__Exercise directions__
Pick out each line in the entries below that contains the string "tier". Copy every one of those lines.

__Supplied records__
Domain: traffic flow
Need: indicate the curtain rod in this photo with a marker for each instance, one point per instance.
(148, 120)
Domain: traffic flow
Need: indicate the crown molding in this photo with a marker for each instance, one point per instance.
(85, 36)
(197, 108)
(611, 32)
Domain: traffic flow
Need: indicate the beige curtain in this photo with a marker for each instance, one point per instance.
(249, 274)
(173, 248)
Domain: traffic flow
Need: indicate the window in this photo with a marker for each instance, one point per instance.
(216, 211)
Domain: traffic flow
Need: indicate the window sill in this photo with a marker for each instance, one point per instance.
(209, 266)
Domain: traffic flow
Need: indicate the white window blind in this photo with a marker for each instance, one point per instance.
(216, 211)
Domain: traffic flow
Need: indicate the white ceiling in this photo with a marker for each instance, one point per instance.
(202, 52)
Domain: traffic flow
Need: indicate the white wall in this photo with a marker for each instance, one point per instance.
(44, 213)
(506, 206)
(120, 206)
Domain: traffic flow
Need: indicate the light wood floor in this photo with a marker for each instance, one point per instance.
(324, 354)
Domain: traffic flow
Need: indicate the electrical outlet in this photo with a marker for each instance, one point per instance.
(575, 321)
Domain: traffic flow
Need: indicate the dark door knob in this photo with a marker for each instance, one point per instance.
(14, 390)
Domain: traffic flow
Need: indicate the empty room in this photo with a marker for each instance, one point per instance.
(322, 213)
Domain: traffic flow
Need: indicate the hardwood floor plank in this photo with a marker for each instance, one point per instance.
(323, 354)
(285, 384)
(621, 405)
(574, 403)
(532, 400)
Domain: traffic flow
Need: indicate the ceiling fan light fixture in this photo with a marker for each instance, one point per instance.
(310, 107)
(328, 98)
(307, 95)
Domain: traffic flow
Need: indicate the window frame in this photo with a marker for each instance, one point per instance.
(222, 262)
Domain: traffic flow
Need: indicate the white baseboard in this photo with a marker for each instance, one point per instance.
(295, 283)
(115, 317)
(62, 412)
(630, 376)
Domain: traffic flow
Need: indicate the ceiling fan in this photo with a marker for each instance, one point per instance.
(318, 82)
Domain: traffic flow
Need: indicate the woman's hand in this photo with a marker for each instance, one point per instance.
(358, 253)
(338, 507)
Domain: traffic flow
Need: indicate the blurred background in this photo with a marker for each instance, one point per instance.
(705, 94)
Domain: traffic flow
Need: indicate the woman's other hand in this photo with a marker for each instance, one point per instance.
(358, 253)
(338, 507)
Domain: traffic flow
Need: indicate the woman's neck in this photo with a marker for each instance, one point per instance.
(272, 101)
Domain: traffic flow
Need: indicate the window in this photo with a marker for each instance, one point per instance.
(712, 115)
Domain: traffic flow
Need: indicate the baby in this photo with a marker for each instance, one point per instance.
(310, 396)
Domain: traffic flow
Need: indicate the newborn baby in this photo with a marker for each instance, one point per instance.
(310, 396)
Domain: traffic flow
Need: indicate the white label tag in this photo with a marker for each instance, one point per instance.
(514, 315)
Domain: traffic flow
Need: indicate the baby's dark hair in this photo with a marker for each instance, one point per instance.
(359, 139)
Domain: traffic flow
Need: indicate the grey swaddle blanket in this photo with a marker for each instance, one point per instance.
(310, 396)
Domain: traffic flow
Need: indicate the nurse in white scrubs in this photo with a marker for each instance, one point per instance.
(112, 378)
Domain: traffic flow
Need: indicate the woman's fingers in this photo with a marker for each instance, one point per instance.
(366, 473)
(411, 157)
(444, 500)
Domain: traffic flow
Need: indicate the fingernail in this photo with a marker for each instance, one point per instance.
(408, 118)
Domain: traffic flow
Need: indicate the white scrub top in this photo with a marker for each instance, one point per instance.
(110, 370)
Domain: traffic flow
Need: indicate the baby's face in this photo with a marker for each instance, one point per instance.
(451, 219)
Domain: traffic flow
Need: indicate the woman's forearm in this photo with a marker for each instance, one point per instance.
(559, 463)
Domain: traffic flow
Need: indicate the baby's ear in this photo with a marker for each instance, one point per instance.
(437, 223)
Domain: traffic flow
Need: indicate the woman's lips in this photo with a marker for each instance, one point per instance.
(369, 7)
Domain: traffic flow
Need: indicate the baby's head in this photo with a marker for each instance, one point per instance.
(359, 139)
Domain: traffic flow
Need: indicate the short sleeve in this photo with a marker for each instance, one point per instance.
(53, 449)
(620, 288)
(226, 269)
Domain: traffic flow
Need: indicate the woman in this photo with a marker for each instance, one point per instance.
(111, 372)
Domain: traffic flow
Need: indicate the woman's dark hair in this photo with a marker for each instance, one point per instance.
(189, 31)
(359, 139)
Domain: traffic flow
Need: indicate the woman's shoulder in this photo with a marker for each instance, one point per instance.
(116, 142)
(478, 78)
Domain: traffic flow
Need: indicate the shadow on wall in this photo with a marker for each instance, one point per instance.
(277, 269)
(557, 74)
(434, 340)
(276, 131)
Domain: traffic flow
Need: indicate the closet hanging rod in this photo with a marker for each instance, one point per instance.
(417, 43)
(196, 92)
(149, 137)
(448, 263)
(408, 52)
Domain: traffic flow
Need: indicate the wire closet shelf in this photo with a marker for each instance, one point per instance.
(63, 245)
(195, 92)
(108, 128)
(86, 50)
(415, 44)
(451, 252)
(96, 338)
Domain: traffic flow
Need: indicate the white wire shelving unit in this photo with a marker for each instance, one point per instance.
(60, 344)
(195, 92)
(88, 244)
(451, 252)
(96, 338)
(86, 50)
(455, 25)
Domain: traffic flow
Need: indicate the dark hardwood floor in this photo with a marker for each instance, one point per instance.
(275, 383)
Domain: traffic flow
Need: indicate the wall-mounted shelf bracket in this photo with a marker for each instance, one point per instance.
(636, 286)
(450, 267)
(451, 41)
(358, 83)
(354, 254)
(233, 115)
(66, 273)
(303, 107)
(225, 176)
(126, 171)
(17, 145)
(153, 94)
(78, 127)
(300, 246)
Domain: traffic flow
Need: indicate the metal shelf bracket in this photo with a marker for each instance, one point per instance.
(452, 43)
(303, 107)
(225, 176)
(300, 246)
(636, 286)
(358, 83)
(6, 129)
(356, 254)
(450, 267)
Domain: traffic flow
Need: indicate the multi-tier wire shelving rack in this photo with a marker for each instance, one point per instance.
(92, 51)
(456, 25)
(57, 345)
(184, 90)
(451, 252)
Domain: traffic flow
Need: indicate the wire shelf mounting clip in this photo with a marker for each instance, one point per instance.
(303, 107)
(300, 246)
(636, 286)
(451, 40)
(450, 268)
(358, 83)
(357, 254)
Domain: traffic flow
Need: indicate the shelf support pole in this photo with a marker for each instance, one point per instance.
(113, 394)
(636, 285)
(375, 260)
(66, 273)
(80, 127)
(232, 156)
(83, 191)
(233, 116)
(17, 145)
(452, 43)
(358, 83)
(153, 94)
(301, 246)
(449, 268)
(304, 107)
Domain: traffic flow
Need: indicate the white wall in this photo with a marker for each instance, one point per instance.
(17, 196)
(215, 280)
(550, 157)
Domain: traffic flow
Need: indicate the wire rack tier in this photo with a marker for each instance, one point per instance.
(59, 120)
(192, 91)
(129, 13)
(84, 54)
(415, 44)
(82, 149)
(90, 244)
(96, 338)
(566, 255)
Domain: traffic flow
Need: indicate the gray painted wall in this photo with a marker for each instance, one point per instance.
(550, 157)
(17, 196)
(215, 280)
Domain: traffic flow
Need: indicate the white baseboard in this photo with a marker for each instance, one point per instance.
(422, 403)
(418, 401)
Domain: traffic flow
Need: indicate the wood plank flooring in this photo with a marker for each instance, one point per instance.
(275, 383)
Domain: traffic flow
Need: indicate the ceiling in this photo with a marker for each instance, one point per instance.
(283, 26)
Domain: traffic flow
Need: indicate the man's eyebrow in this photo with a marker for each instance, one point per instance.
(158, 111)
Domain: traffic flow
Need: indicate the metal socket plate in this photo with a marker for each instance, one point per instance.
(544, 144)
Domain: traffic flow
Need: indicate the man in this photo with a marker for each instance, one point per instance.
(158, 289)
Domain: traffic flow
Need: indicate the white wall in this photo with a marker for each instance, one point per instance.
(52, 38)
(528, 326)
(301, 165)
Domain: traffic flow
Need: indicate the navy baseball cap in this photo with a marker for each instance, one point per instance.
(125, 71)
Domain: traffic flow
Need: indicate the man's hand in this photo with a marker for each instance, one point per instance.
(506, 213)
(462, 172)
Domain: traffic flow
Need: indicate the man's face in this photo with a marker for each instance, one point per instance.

__Response to this task__
Need: indicate the multi-tier wire shelving rack in this photo with a marker for each instance, one point per instance.
Need: indicate the wire rack tier in this photo with a marker for each instance, one point per instance.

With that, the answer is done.